_EXERCISE AIM_
Rewrite the stretch of the trust's system go-live report from "In a statement" through "region to date.", changing "success" to "triumph".

_TEXT PROVIDED_
■ ■ ■ ■
Birmingham Women’s Health Care NHS Trust has gone live with a new NHS Connecting for Health patient administration system provided by local service provider Computer Sciences Corporation.

The specialist trust migrated from its old McKesson TPA PAS to the new iPM system, supplied by iSoft, over the weekend of 21-22 April and was up and running by 23 April.

A spokesperson for the trust told E-Health Insider that the move had "gone quite smoothly, probably one of the smoothest ones in this part of Birmingham". The highly specialised trust is a single site hospital with about 200 beds, and provides the majority of care on an outpatient basis.

In a statement the trust told EHI: "Birmingham Women’s Health Care NHS Trust went ‘live’ with the new iPM Lorenzo PAS system on the 24th April 2006. The project was considered a success and was hailed as one of the best PAS implementations in the West Midlands region to date.

"This was due to the hard work of the project team, trust and CSC staff, who planned and co-operated to a very high degree. The trust is now looking to follow Connecting for Health’s plans in its implementation of other trust clinical systems over the following years.”
■ ■ ■ ■
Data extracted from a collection
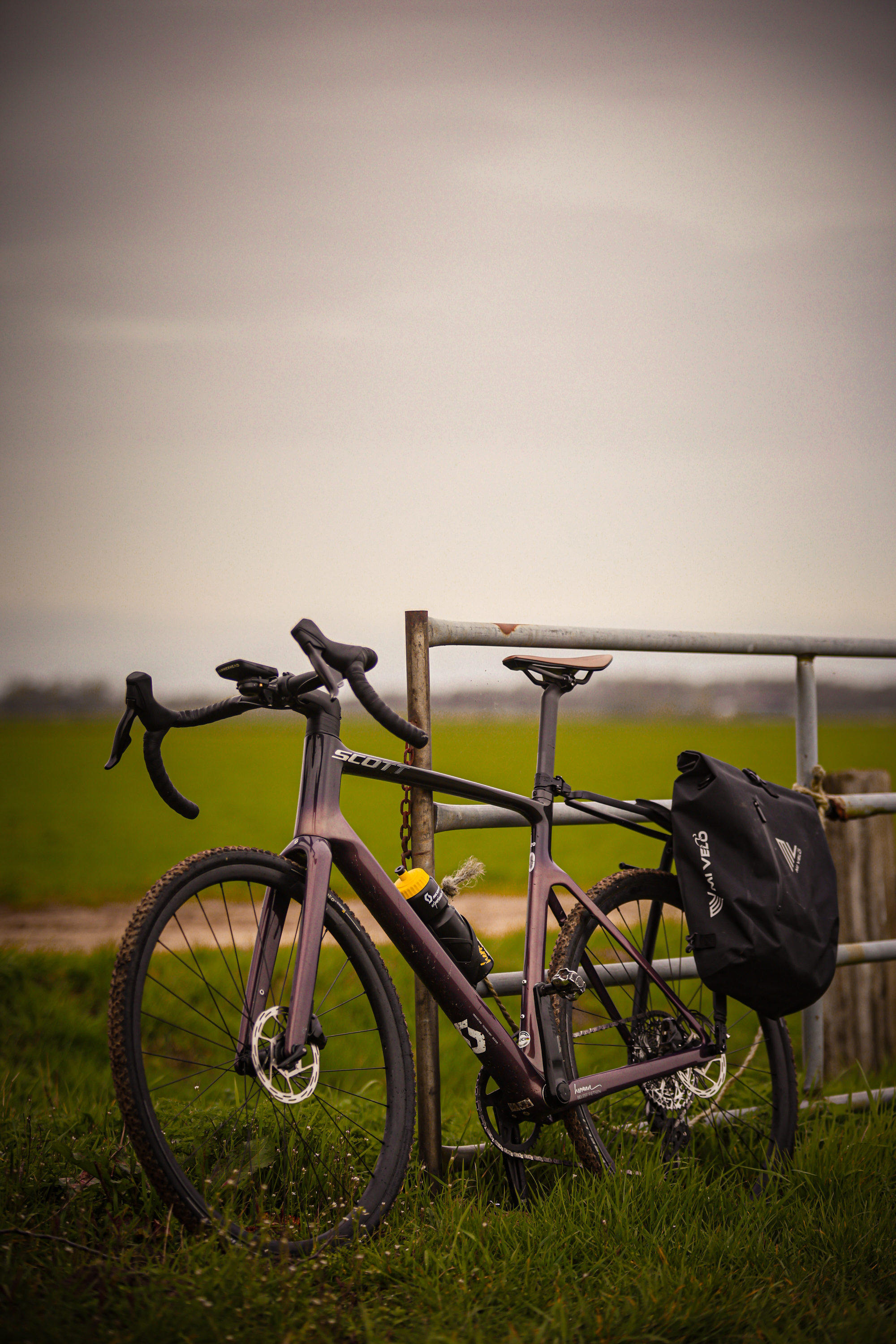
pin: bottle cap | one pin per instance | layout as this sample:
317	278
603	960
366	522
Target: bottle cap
412	883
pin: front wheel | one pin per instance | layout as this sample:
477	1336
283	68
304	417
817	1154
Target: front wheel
738	1115
318	1154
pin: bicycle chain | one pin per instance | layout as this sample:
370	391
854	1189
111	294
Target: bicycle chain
405	831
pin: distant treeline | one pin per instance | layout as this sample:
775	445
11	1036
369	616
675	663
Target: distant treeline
629	699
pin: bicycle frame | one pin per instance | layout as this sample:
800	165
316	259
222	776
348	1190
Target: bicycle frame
323	838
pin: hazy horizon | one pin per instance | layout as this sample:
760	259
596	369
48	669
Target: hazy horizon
581	314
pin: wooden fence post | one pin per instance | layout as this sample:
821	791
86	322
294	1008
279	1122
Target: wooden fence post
860	1007
426	1014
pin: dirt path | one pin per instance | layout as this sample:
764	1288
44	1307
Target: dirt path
85	928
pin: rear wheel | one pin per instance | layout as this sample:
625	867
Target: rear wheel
292	1158
738	1115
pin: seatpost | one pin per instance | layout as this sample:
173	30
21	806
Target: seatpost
543	791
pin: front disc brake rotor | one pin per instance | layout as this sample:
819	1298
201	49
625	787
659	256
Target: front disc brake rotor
285	1085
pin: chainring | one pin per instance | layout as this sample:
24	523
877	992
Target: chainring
488	1100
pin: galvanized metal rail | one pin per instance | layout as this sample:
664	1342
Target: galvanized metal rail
509	983
425	633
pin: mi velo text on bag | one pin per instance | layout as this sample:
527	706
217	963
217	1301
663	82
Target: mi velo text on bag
758	886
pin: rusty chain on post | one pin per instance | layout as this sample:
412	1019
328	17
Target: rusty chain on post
405	832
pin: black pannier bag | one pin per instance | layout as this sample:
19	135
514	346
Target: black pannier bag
758	886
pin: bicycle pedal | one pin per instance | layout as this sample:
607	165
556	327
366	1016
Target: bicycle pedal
569	983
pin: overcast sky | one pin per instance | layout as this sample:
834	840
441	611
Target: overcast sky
513	312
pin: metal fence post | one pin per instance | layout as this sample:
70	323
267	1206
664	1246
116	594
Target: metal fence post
426	1014
813	1018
■ ■ ■ ■
_ANSWER TO THIS EXERCISE_
In a statement the trust told EHI: "Birmingham Women’s Health Care NHS Trust went ‘live’ with the new iPM Lorenzo PAS system on the 24th April 2006. The project was considered a triumph and was hailed as one of the best PAS implementations in the West Midlands region to date.